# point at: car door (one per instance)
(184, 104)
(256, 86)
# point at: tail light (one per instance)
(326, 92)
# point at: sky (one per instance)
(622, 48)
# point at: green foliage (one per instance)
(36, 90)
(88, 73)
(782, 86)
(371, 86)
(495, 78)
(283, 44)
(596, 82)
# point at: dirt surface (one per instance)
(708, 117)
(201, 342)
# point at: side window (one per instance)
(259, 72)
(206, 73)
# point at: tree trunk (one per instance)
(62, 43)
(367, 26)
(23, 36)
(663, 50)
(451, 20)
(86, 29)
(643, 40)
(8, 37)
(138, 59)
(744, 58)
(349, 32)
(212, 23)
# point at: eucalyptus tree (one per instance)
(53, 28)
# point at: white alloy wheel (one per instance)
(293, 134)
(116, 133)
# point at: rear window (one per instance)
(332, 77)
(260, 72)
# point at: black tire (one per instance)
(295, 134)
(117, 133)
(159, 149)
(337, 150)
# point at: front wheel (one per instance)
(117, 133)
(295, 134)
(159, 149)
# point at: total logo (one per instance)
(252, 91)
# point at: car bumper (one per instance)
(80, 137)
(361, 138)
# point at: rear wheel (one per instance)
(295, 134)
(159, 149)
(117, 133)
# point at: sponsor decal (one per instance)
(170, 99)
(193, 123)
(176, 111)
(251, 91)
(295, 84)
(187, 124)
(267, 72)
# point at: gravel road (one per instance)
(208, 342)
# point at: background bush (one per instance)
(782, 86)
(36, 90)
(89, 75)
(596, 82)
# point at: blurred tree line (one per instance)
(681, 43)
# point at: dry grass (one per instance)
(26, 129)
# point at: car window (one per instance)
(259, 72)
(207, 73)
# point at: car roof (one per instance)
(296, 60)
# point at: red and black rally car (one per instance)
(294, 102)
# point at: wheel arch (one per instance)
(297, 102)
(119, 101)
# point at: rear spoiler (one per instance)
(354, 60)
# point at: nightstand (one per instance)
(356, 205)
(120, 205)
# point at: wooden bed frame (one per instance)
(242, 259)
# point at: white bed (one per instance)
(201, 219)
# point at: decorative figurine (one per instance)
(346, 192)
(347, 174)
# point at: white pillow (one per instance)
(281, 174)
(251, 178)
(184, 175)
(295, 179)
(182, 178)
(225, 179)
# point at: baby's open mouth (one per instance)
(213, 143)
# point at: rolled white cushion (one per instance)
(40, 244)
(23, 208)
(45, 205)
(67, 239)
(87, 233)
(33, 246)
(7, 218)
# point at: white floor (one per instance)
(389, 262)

__Work request__.
A verbatim reproduction of all the records above is the expected answer.

__Completed task__.
# point at: car door (one per instance)
(184, 104)
(256, 86)
# point at: tail light (one per instance)
(326, 92)
# point at: sky (one per instance)
(622, 48)
# point at: green foliage (one per instance)
(36, 90)
(88, 73)
(782, 86)
(371, 86)
(495, 78)
(283, 44)
(596, 82)
# point at: dirt surface (one per instance)
(708, 117)
(201, 342)
# point at: side window (one per instance)
(259, 72)
(206, 73)
# point at: tree trunk (one per instance)
(62, 43)
(367, 26)
(23, 36)
(663, 50)
(451, 20)
(86, 29)
(643, 40)
(8, 37)
(138, 59)
(744, 58)
(349, 32)
(212, 23)
# point at: eucalyptus tree (one per instance)
(53, 28)
# point at: white alloy wheel (one per instance)
(293, 134)
(116, 133)
# point at: rear window (one per instance)
(332, 77)
(260, 72)
# point at: black tire (one per instance)
(295, 134)
(117, 133)
(159, 149)
(337, 150)
# point at: front wheel (one per instance)
(117, 133)
(295, 134)
(159, 149)
# point at: total logo (one per instance)
(252, 91)
# point at: car bumper (one per instance)
(80, 137)
(361, 138)
# point at: rear wheel (one per instance)
(295, 134)
(159, 149)
(117, 133)
# point at: sponsor decal (one per instance)
(170, 99)
(193, 123)
(176, 111)
(251, 91)
(295, 84)
(187, 124)
(267, 72)
# point at: gravel road (one per instance)
(208, 342)
# point at: background bush (one per instance)
(782, 86)
(36, 90)
(89, 75)
(596, 82)
# point at: blurred tree line (one per instance)
(681, 43)
# point at: dry grass (one per instance)
(26, 129)
# point at: car window (one per instance)
(259, 72)
(207, 73)
# point at: car roof (one per instance)
(296, 60)
# point at: red and black rally car (one per instance)
(294, 102)
# point at: wheel arch (one per instance)
(297, 102)
(119, 101)
# point at: rear spoiler (one per instance)
(354, 60)
# point at: nightstand (one per instance)
(356, 205)
(120, 205)
# point at: wooden bed frame (one per instance)
(242, 259)
# point at: white bed (one per instance)
(201, 219)
# point at: decorative figurine (one per instance)
(346, 192)
(347, 174)
# point at: white pillow (one per instance)
(281, 174)
(251, 178)
(184, 175)
(295, 179)
(182, 178)
(225, 179)
# point at: baby's open mouth (one per instance)
(213, 143)
# point at: rolled white cushion (one per instance)
(40, 244)
(23, 208)
(45, 205)
(67, 239)
(87, 233)
(33, 246)
(7, 218)
# point at: white floor (one per instance)
(389, 262)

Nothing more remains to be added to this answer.